What is needed is an exact transcription of every entry below, with the pictures left out.

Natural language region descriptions
################

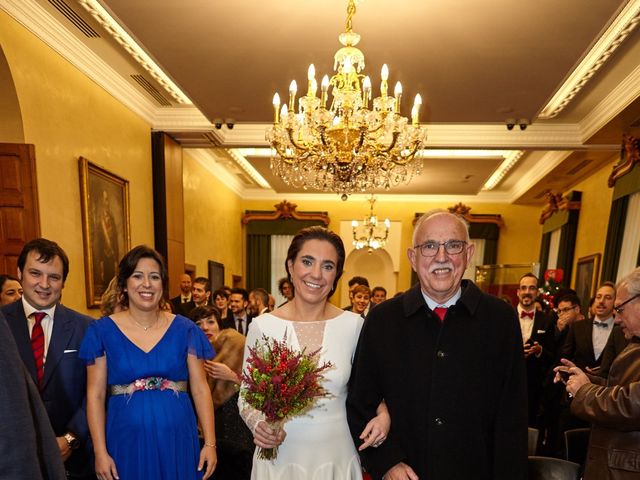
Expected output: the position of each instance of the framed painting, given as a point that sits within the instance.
(586, 283)
(105, 224)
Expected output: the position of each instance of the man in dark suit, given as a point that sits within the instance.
(178, 303)
(447, 360)
(48, 337)
(240, 318)
(28, 447)
(538, 340)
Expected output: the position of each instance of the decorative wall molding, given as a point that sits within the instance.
(615, 35)
(629, 158)
(285, 211)
(555, 203)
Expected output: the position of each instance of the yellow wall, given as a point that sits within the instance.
(519, 238)
(65, 115)
(212, 215)
(594, 215)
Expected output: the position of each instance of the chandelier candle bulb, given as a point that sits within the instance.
(324, 87)
(293, 88)
(276, 107)
(366, 92)
(384, 75)
(398, 94)
(311, 74)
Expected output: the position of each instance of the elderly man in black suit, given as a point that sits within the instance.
(447, 359)
(48, 336)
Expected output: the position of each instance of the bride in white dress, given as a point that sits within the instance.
(317, 445)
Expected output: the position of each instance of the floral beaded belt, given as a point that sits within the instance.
(149, 383)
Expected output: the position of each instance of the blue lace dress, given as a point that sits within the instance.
(151, 434)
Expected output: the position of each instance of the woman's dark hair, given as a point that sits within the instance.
(206, 311)
(128, 265)
(316, 233)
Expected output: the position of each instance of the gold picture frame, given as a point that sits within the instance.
(105, 226)
(587, 270)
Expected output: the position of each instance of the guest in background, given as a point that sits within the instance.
(235, 442)
(221, 302)
(378, 295)
(286, 290)
(181, 304)
(360, 300)
(145, 358)
(10, 289)
(612, 405)
(538, 340)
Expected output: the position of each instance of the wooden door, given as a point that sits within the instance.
(19, 214)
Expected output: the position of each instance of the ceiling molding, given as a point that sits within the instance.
(548, 162)
(119, 34)
(614, 103)
(606, 45)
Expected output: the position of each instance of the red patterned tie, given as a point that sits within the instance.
(37, 345)
(441, 312)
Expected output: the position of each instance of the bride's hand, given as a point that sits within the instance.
(266, 436)
(377, 429)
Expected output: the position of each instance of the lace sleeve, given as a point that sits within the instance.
(250, 415)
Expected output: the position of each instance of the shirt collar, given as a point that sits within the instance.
(30, 310)
(432, 304)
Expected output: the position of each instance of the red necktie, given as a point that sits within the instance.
(37, 345)
(441, 312)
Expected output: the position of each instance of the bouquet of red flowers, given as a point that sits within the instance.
(281, 382)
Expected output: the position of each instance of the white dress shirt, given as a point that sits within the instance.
(47, 322)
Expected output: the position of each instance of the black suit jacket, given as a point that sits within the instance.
(28, 448)
(65, 376)
(180, 308)
(230, 322)
(455, 391)
(578, 346)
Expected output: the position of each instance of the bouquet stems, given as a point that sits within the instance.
(271, 453)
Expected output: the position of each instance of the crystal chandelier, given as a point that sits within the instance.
(350, 146)
(370, 233)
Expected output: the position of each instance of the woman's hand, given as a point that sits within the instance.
(375, 432)
(265, 436)
(106, 468)
(209, 456)
(220, 371)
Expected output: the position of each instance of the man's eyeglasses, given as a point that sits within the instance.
(620, 308)
(566, 309)
(430, 248)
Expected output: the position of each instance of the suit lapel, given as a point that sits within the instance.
(62, 332)
(17, 321)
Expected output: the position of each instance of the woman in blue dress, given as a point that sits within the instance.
(146, 361)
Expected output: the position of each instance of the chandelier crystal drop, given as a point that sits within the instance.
(370, 233)
(356, 144)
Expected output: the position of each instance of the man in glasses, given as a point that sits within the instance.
(612, 405)
(447, 359)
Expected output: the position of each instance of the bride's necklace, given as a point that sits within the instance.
(147, 327)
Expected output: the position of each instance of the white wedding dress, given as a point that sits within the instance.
(318, 445)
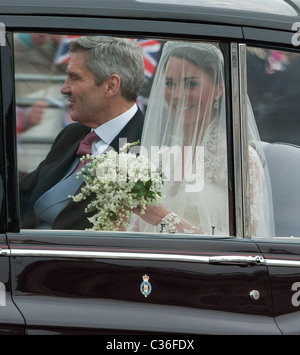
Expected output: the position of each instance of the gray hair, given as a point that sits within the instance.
(109, 55)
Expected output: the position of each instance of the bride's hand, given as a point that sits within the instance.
(153, 214)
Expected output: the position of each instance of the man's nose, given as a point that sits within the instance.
(65, 89)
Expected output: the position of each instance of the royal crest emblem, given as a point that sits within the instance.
(145, 287)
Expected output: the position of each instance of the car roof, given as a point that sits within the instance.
(276, 14)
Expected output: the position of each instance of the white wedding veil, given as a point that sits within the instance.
(185, 135)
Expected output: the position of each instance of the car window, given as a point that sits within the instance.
(184, 136)
(272, 83)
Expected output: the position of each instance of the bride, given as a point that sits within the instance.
(185, 134)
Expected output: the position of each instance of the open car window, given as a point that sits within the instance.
(184, 135)
(272, 84)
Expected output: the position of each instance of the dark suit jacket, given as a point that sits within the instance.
(55, 167)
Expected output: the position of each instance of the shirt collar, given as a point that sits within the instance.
(109, 130)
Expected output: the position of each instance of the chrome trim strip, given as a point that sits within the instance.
(109, 255)
(239, 208)
(5, 252)
(244, 137)
(233, 260)
(285, 263)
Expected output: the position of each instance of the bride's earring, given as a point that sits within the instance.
(216, 104)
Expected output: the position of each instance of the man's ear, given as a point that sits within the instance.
(113, 85)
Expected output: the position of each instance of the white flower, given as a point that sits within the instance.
(119, 183)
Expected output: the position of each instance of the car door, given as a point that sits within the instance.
(115, 282)
(11, 320)
(274, 92)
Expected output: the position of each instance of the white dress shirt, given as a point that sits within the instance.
(109, 130)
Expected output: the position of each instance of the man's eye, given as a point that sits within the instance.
(169, 84)
(191, 84)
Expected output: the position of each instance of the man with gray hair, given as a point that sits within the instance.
(104, 78)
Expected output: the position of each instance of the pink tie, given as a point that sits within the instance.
(85, 148)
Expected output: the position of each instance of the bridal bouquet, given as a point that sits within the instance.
(120, 182)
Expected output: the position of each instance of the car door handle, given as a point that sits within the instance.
(237, 260)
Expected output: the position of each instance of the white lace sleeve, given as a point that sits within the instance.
(175, 224)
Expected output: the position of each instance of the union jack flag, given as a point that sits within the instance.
(151, 50)
(63, 54)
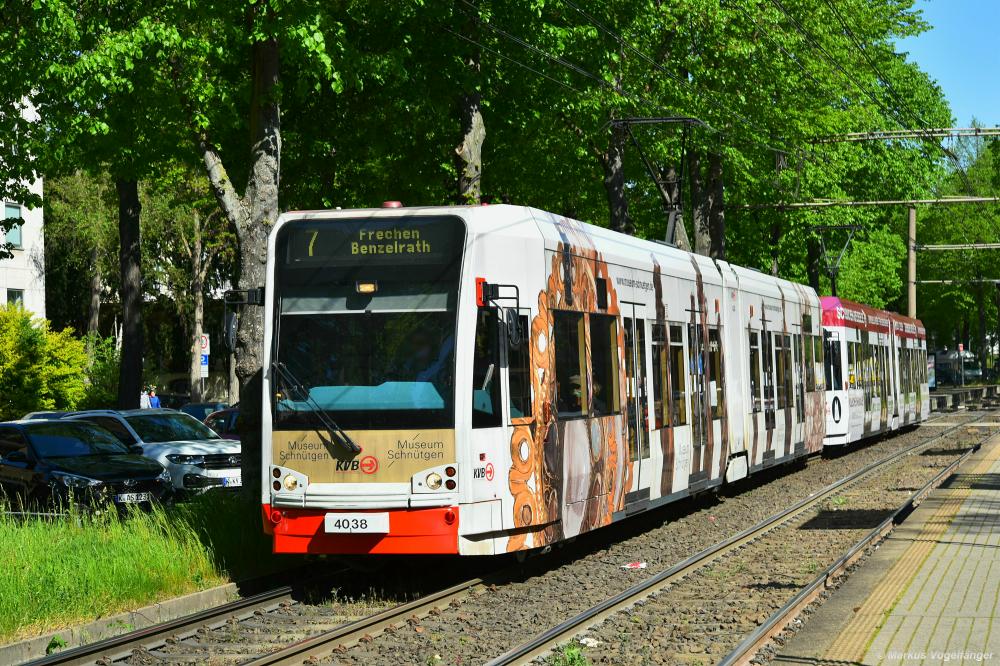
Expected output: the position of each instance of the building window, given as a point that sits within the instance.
(13, 236)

################

[Answer section]:
Expected output: the position of each instance of the framed painting, given as a point that sits within the instance.
(586, 283)
(105, 224)
Expected output: the position of each instance of the man in dark suit, given as a point that sits within the instance.
(178, 303)
(447, 360)
(48, 337)
(240, 318)
(28, 447)
(538, 340)
Expected output: the position of each instance of the decorative wall molding, given as a point that sits within the instance.
(615, 35)
(629, 158)
(285, 211)
(555, 203)
Expected output: the position of each instance of the yellow wall, given as a point that sits within the instance.
(519, 238)
(65, 115)
(212, 215)
(594, 215)
Expected output: the position of each instance of the chandelier candle bulb, given as a point that sits within the instance.
(324, 87)
(293, 88)
(276, 107)
(366, 92)
(384, 75)
(398, 94)
(311, 74)
Expected output: the position of each instance of the elderly man in black suit, given as a point that sits within the instance.
(447, 359)
(48, 336)
Expected output: the position of each instance of the bride in white dress, given as a point that sits within the instance.
(317, 445)
Expected output: the position of each instance of the floral beaded belt, given as a point that sits within the instance.
(149, 383)
Expected output: the position of each instance of the blue lace dress, given as a point that sits within the instance.
(151, 434)
Expected output: the position of each instance of the woman's dark hair, given as a point that sits within the instance.
(206, 311)
(128, 265)
(316, 233)
Expected output: the position of each instance of the gold picture frame, given as a point that sits within the instance.
(105, 226)
(587, 270)
Expected output: the position of each instance of the guest in background, given as a point that sits within the instance.
(235, 442)
(221, 302)
(378, 295)
(286, 290)
(181, 304)
(360, 300)
(145, 358)
(10, 289)
(612, 405)
(538, 340)
Expected output: the position of each instance of the wooden door, given as a point that sits within the instance.
(19, 214)
Expected output: the position of each instance of the ceiling molding, given as a point that sits within the instance.
(548, 162)
(119, 34)
(614, 103)
(606, 45)
Expected output: the position of each instance of the red patterned tie, given as a point that sits within the instance.
(37, 345)
(441, 312)
Expected output: the position of each instance of the bride's hand, given as a point that sits within the instance.
(266, 436)
(377, 429)
Expected output: the position of each instance of the lace sleeve, given as a point that sits within the instance.
(250, 415)
Expected output: the position of each instance of the shirt collar, given as a point that sits within the instance.
(30, 310)
(432, 304)
Expected output: the position of each instance of the red necktie, given as a point that sits within the instance.
(37, 345)
(441, 312)
Expected output: the position of each instance of the bouquet of red flowers, given as a point that sits within the instance.
(281, 382)
Expected output: the position of each instance of the white dress shirt, given as a point that sits within the instance.
(47, 322)
Expected output: the position of each instance of the black suit jacket, given as a point that sits within the instance.
(28, 448)
(65, 376)
(180, 308)
(230, 322)
(455, 391)
(578, 346)
Expected output: the position of each instance of the bouquet stems, given as a point that sits within the instance.
(271, 453)
Expected output: the position of each instance of the crystal chandelier, given as a point that sits within the instance.
(350, 146)
(370, 233)
Expected output: the position of each instance of the woman's hand, given as a point that sits within the instance.
(375, 432)
(265, 436)
(106, 468)
(209, 456)
(220, 371)
Expected output: the position of each instance of the man's eyeglasses, given as a point that sits within the instance.
(620, 308)
(566, 309)
(430, 248)
Expected output: the position of each instance of the suit lapel, given as a point that sits within the instance.
(62, 332)
(17, 321)
Expected output: the position of each instance of the woman in blue dress, given as a point that sits within the instance.
(146, 361)
Expected output: the position of each instance of the chandelier crystal drop, given as a point that sits within the instance.
(370, 233)
(356, 144)
Expected output: the position of each instance of the man in glasses, given as a point that sits within the instance.
(612, 405)
(447, 359)
Expected output: the position of each instance of the bride's necklace, given as a point that sits within the instance.
(147, 327)
Expected output: the position of each instance of the white wedding dress, given as a point that sits within the instance.
(318, 445)
Expected output: the position of each instance of the gray hair, given as a point that sits within the instance.
(109, 55)
Expected output: the position of each instance of the bride's hand, given as a point that sits within the instance.
(153, 214)
Expected output: the position of each instance of the man's nose, given as a point that sits within the instance.
(65, 89)
Expected output: the position of each instance of the royal crest emblem, given as a point that sits within the instance.
(145, 287)
Expected output: the position of each instance of the car roof, given as a point that sits within the instance.
(276, 14)
Expected output: the position of each instance of the white wedding veil, given as a point that sits within the instance.
(185, 135)
Expected output: the position of each instance of the car window, given as a point that sits within the instance.
(184, 136)
(272, 83)
Expected output: the position of each instance of the bride, given as a point that sits within the instance.
(185, 134)
Expected output: the position of each instance of the open car window, given as a point that sits within the instance.
(184, 135)
(272, 84)
Expected output: the position of each instance of the dark suit jacket, given as a point that sits within the instance.
(55, 167)
Expected output: the position of each instance of the shirt collar, given as a point that sits within the instance.
(109, 130)
Expected output: the position of each instance of the chrome trim strip, given as a point that sits within the instance.
(109, 255)
(239, 208)
(5, 252)
(244, 137)
(233, 260)
(285, 263)
Expected output: the position of each instance of the bride's earring, given as a point that sits within the instance.
(216, 104)
Expected output: the position of each instance of the man's ear, given as a point that sits within the instance.
(113, 85)
Expected output: the position of each instance of the white flower, given as a point that sits within the instance.
(119, 183)
Expected output: the position of each instance of the car door, given as a point that sits within the instance.
(115, 282)
(11, 320)
(274, 92)
Expected output: the position of each instance of the white dress shirt, given as a point that sits within the instance.
(109, 130)
Expected output: the position of each instance of the man's eye, given as a point that sits within the instance.
(169, 84)
(191, 84)
Expected output: the position of each instance of the man with gray hair, given as a point that sits within the instance.
(104, 78)
Expected output: the position of each instance of the pink tie, given as a point that sits within the instance.
(85, 148)
Expected output: the position of each instance of the bridal bouquet, given as a point that sits within the instance.
(120, 182)
Expected output: the position of each instance of the car door handle, given as a point that sits within the instance.
(237, 260)
Expected output: the position of each instance of the white lace sleeve, given as a point that sits within the instance.
(175, 224)
Expected output: the position of each instance of the union jack flag, given as a point that sits within the instance.
(151, 50)
(63, 54)
Expected output: the position of each instance of the building window, given as a point that sits within the instance.
(13, 236)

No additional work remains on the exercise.